§ **EXCERPT PROVIDED**
- Born: Iris Ernesta Reyes 22 December 1966 (age 59)
- Education: Oakland Community College
- Occupation: Entrepreneur

= Carolyn Aronson =

American-Latina entrepreneur (born 1966)

Iris Ernesta Reyes (born December 22, 1966), professionally known as Carolyn Aronson, is an American Latina entrepreneur, who created the styling brand It's a 10 Haircare.

== Early life ==
Some sources report that Aronson was born in Perth Amboy, New Jersey while others state she was born Iris Ernesta Reyes in Puerto Rico. She is of Puerto Rican descent and was adopted by a family in Michigan as a child (when she subsequently became known as Carolyn née Plummer), along with one biological brother.

== Career ==
Aronson became a hairdresser when she was 18. She founded the salon Allianza in Southfield, Michigan in 1998.

Aronson, along with Scott Scharg founded the styling product range LINQ in 2002. The company used multiple vendors for its product line and had significant quality control issues. It closed in 2005.

=== It's a 10 ===
In 2005, Aronson founded It's a 10 with Scharg in Detroit, Michigan, each of whom invested $40,000 in the business. They launched their first product, Miracle Leave-In, in 2006. The product was designed to solve multiple haircare issues for many types of hair. At the time, the product was positioned as a salon-only product, which hairdressers could both use and sell to their customers. They took what was at the time an unusual approach to publicizing their product, giving away samples to hairdressers and consumers in order to generate interest in the product. As of 2020, the company sells over 14 million units of Miracle Leave-In Spray per year.

Aronson bought out Scharg in 2017 and is now the sole owner of the business. It's a 10 ran an advertisement during the 2017 Super Bowl, becoming the first independently owned haircare product brand to do so.

===Be a 10===
In November 2020, Aronson launched the cosmetics brand Be a 10. The stated goal of the brand is to simplify and streamline cosmetics for women.

Dun and Bradstreet reported It's a 10's annual revenue as being $36.72 million in 2021.

In late 2020, however, it was reported by Forbes as having annual revenue of over $400 million. The Miami Herald in 2020 said the company's annual revenue was half a billion dollars.

== Personal life ==
Aronson married Scott Scharg in 2000. They divorced in 2004. She later married Jeff Aronson, CEO of Titan FC, with whom she bought a mansion in December 2019.

In October 2020 Aronson announced that she was 20 weeks pregnant at the age of 53. She gave birth to her daughter, Aliya Dream, on February 12, 2021, and currently has a blended family of three daughters and two sons with her husband.

§ **SUPPLIED ENTRIES**
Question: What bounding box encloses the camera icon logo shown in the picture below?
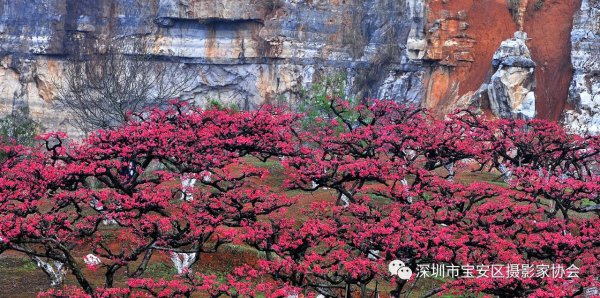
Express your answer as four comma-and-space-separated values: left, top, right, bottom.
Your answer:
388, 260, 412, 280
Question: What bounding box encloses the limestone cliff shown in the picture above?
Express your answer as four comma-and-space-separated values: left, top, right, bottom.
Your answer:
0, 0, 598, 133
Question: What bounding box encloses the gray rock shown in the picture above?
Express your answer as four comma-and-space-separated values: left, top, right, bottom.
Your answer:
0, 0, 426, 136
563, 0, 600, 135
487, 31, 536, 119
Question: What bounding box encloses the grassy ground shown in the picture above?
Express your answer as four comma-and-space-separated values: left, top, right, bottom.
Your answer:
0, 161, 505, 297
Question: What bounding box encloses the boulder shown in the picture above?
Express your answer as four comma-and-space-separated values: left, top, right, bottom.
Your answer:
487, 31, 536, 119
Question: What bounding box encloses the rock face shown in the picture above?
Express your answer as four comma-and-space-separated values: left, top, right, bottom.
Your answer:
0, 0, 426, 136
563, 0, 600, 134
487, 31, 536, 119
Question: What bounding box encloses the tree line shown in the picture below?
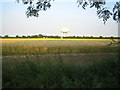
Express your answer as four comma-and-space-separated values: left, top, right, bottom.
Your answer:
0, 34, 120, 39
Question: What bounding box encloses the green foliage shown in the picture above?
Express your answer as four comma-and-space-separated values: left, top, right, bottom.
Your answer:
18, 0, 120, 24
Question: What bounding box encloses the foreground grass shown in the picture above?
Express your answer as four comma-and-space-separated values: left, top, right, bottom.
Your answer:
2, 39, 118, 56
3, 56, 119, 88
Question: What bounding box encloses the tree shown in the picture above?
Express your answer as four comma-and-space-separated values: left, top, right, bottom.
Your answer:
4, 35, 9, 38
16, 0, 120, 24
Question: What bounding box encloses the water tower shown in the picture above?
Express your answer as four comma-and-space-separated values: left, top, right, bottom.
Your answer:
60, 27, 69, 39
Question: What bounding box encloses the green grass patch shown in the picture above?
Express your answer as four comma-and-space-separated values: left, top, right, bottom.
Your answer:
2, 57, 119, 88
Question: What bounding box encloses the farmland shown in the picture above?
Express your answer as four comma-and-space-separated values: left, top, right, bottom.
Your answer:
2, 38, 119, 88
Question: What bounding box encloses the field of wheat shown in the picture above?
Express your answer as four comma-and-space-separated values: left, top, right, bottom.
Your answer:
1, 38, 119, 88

---

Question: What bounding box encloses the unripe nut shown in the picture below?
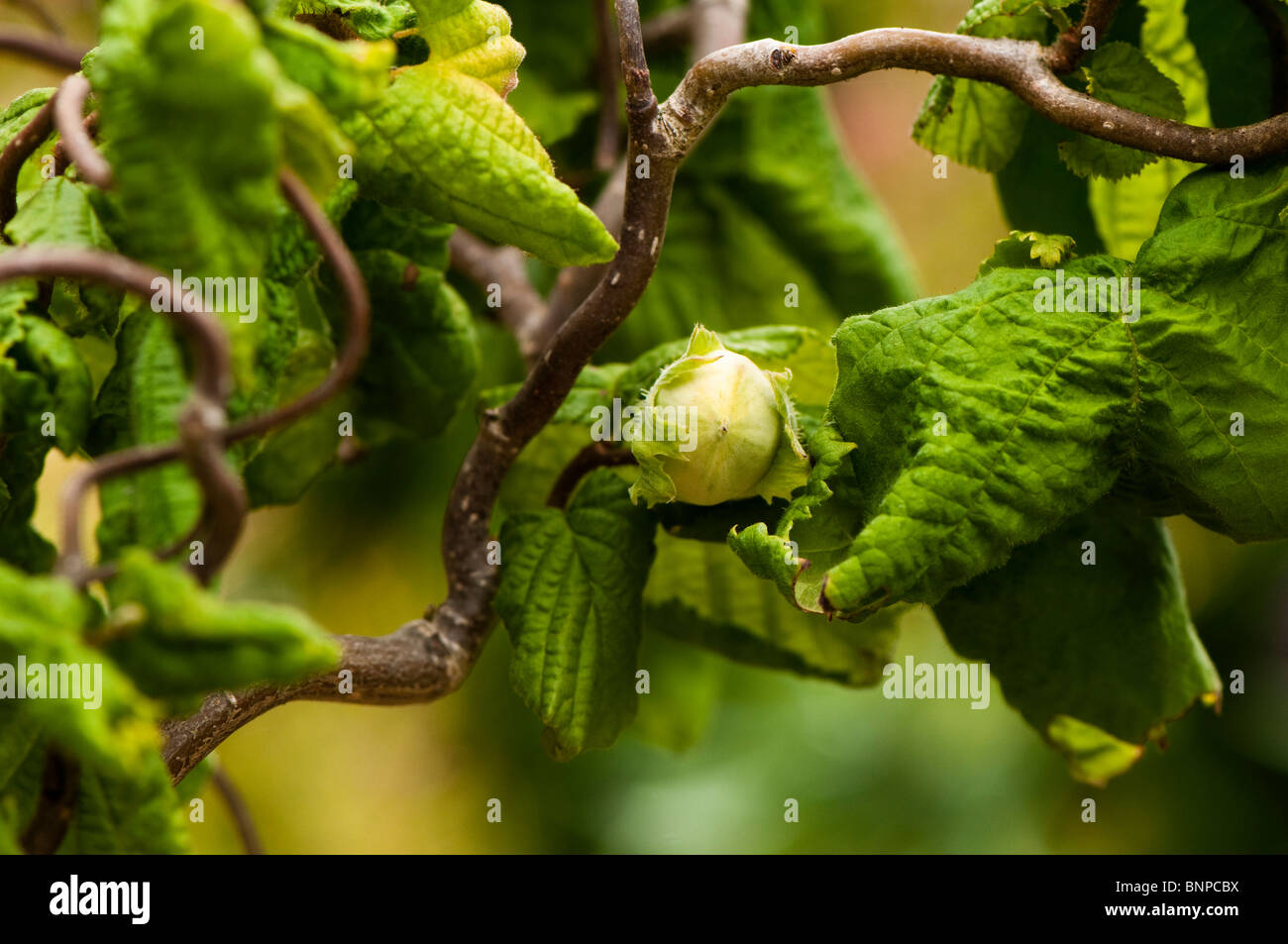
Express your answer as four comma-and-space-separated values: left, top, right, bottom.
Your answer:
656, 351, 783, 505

* * *

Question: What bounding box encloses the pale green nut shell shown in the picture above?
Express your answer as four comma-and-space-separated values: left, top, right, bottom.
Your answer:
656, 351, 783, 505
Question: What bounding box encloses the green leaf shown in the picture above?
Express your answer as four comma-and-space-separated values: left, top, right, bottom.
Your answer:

§ **ABOUT THIS TASK**
Please copy the part of the Carolyn Aronson article from "Aronson bought out" to "brand to do so." word for word.

§ **SOLUTION FOR THIS PROBLEM**
Aronson bought out Scharg in 2017 and is now the sole owner of the business. It's a 10 ran an advertisement during the 2017 Super Bowl, becoming the first independently owned haircare product brand to do so.